→ What you have to do
Scan the data below and copy each line where "rope" occurs.
════
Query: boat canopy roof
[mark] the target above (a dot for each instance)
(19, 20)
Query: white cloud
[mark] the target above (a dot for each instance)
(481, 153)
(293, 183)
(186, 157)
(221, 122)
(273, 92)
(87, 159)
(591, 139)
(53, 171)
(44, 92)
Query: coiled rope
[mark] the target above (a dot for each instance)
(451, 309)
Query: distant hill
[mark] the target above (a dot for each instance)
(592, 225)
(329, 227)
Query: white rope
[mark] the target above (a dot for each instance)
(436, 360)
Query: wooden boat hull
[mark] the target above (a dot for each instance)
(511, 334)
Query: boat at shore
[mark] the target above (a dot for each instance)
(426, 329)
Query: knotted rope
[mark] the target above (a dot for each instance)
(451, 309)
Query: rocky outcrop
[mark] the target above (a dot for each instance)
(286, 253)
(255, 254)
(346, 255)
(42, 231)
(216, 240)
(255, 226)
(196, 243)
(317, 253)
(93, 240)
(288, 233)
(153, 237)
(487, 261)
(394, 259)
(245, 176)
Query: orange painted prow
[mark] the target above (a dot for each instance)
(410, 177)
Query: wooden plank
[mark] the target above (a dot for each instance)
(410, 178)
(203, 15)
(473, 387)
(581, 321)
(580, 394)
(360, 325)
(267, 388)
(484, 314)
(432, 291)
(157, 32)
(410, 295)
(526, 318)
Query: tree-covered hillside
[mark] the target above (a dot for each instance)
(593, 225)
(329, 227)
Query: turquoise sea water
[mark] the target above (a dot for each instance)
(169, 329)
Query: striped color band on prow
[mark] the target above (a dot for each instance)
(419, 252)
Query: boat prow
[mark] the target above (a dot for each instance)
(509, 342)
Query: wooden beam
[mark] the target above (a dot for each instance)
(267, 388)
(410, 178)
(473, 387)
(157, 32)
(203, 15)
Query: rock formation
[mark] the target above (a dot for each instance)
════
→ Answer to the exercise
Query: coiled rope
Query: white rope
Query: knotted rope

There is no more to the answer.